# [Exercise details]
Looking at the data below, state how many lines contain "fruit". No other words are wanted.
*-*-*
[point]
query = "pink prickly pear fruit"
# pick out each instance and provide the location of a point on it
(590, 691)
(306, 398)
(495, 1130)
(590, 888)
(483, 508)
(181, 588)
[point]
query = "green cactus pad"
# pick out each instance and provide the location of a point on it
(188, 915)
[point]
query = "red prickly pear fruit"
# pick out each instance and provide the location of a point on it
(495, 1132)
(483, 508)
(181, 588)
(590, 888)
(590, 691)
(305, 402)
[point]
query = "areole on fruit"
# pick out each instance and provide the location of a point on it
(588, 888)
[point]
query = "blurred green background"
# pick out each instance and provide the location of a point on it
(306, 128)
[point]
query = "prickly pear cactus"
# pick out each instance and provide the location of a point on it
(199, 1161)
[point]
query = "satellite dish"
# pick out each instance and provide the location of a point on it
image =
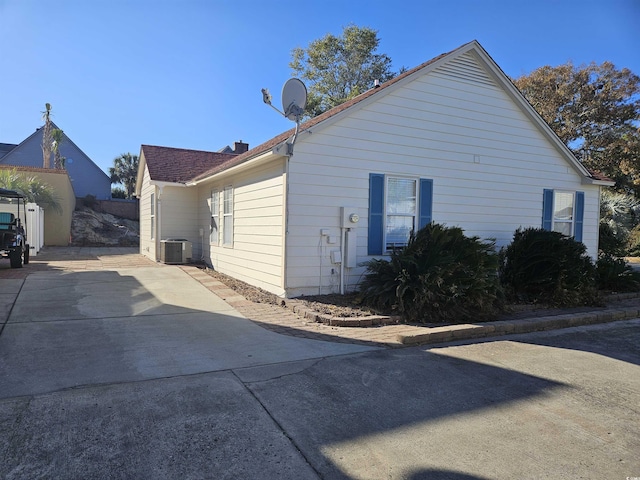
(294, 99)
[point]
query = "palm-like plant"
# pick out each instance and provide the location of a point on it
(57, 137)
(125, 171)
(619, 214)
(46, 136)
(31, 187)
(440, 276)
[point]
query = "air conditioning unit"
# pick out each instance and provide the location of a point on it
(175, 250)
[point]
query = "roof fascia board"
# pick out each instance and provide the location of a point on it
(142, 165)
(594, 181)
(261, 158)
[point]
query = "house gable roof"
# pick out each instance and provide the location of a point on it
(337, 112)
(179, 165)
(38, 132)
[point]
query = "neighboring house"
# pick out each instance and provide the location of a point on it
(86, 177)
(451, 141)
(57, 223)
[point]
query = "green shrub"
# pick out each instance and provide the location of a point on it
*-*-*
# [Answer for this exercise]
3